§ **Data for analysis**:
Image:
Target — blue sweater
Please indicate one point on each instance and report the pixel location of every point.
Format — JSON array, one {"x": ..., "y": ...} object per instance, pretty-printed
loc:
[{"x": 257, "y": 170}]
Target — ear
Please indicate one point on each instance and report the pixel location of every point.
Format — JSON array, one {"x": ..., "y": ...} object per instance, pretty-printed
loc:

==

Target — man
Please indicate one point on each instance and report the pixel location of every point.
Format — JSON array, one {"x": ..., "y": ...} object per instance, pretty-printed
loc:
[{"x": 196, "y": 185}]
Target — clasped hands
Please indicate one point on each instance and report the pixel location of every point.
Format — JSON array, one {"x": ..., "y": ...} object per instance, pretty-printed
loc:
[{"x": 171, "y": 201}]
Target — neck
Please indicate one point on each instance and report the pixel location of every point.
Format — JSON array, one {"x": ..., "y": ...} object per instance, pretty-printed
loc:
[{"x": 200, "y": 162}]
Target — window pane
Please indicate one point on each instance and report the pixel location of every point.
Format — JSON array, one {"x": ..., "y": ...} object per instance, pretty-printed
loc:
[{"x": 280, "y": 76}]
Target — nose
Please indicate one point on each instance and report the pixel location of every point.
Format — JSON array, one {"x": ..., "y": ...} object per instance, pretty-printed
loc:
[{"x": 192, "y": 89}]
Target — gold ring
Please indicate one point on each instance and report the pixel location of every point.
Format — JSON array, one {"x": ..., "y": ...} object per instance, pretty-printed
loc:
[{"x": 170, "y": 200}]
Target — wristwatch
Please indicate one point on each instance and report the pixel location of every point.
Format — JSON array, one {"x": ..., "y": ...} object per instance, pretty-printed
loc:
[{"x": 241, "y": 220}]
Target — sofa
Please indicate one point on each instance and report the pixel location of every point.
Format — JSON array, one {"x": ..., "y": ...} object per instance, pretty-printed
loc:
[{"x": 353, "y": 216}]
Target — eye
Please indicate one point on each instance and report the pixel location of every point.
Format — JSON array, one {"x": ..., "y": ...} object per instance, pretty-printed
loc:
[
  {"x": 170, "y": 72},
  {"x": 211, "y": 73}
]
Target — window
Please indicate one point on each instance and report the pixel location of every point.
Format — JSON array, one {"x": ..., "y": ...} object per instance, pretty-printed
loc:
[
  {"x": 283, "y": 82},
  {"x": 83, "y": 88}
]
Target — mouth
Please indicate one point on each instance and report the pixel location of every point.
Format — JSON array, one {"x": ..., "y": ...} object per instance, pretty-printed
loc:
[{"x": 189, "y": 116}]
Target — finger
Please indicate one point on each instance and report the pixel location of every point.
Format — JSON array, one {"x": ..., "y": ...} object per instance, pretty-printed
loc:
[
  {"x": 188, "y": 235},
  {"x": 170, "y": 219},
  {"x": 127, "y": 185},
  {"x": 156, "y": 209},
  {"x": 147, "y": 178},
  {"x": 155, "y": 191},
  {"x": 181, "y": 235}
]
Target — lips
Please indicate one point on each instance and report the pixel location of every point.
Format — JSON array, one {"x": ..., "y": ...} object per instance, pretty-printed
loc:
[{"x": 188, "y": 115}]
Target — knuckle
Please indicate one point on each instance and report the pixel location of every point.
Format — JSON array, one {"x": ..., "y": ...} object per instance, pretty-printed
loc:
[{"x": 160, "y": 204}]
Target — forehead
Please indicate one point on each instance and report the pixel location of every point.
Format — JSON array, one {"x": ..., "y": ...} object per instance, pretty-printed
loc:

--

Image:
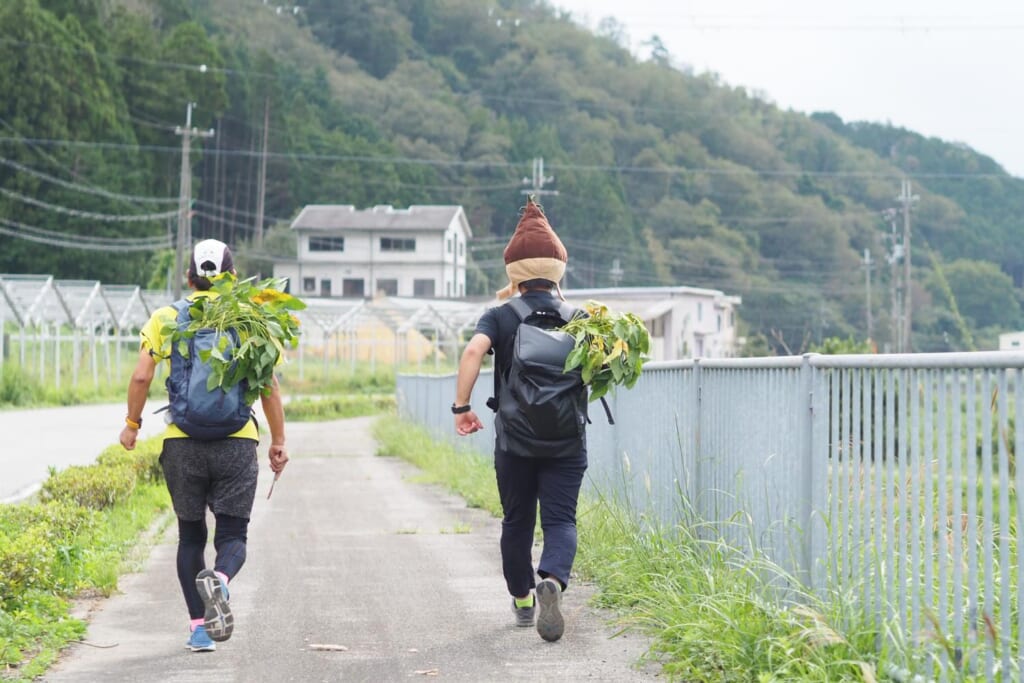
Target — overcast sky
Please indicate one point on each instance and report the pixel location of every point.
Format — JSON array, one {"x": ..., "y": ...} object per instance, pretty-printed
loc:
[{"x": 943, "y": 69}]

§ **Your objective**:
Beginning at the line with "Target — wristwatch" and ending at the line with "Target — sofa", reproduce each line of the data above exactly, and add no other lines.

§ **Solution for this task**:
Target — wristwatch
Please indicate one point on each instance and report the pixel location of every point.
Format — JSON array, one {"x": ..., "y": ...} object per instance, pretty-printed
loc:
[{"x": 241, "y": 220}]
Target — sofa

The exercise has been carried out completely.